___ Passage

Interesting news today: A paper just came out that studied remdesivir given early, in the viral replication phase of Covid. This is after exposure and before any severe symptoms, like in the first week. The test arm got three infusions of remdesivir and the control arm got placebo. Remdesivir was 87% effective in reducing hospitalizations! So it actually DOES work, but only when there is replicating virus for it to stop.

If you give it later, it's not very effective at all, only shortening virus clearance time by a couple of days. Not preventing hospitalizations or death. This phenomenon is very familiar: Researchers assumed Covid was one "disease" and death was caused by the virus "winning". So a lot of their trials and treatments used drugs under test on the most ill patients. (And FDA Emergency Use approval enforced this!) The only drug found back then to help was dexamethasone, a steroid known to make viral infections worse. Doctors started looking at various clues that Covid was actually two different diseases: Viral infection, followed by immune system over-reaction. So all antiviral drug trials that started after most of the virus was inactivated were useless.

______
___ Entries supplied

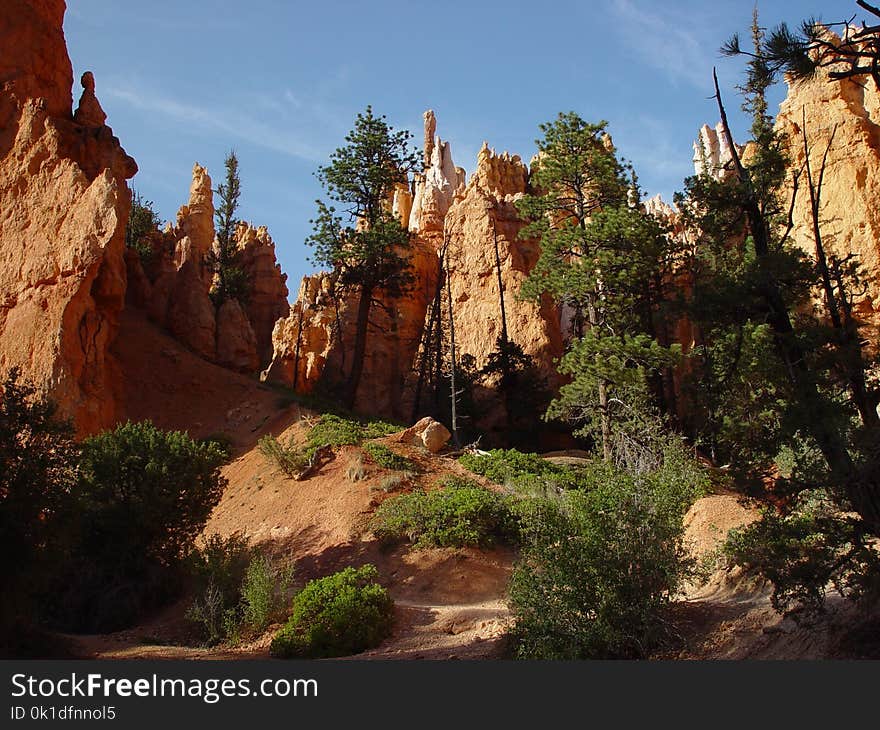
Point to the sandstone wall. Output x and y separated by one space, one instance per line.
63 206
312 345
849 214
174 285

______

Tasks to perform:
• a. Name every substance that the remdesivir passage says was given to patients.
• b. How effective was early remdesivir at reducing hospitalizations, according to the remdesivir passage?
• c. Continue the remdesivir passage after its last sentence.

Task-by-task answers:
• a. Remdesivir, placebo, dexamethasone

• b. It was 87% effective.

• c.
Monoclonal antibodies work the same way: They are quite effective, but only in the first week after exposure. So maybe some other "antiviral" drugs are actually effective in that first "golden hour". It would be ironic if studies found that HCQ+zinc, and ivermectin worked during this same phase. This was Dr. Marik's criticism of groups that failed to replicate his IV Vitamin C for septic shock treatment: He said they started that therapy days late, when it was an ER "first hour" treatment.